* **Records for the exercise**:
════════════════
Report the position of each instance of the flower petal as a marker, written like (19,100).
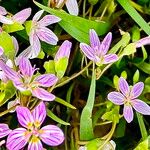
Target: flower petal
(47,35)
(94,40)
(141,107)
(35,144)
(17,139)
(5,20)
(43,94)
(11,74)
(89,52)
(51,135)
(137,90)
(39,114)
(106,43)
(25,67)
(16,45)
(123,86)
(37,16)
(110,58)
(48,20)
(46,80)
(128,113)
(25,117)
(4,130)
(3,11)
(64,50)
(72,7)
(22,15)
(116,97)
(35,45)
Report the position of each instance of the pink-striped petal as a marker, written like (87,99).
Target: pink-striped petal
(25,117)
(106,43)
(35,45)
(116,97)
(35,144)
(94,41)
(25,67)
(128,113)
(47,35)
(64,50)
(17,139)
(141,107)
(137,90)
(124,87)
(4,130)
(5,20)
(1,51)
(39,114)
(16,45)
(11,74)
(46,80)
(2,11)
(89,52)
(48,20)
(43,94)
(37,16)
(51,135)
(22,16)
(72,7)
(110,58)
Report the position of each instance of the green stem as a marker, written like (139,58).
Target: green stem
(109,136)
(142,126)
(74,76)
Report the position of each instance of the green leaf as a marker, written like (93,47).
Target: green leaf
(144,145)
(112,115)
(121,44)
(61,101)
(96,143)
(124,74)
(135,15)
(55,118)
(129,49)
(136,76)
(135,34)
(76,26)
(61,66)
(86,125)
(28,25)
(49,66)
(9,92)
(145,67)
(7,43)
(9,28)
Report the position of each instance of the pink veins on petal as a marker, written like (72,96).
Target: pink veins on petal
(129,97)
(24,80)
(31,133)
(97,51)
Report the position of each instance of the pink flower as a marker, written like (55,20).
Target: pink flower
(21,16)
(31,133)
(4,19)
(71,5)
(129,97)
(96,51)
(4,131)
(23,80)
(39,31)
════════════════
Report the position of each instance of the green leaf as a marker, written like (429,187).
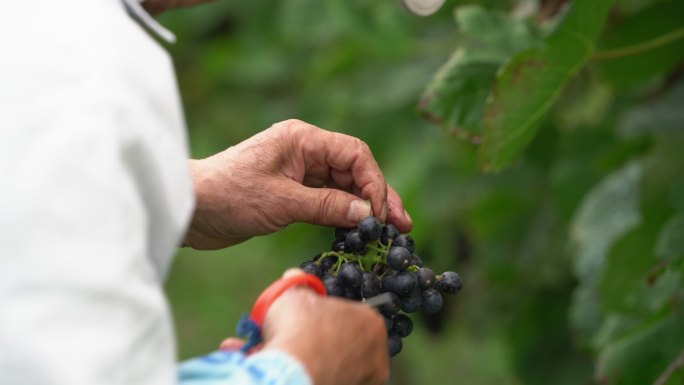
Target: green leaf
════════════════
* **Requirements**: How many of the lines above contain the string "stem"? Case counts. Reply with the number alone.

* **Right answer**: 2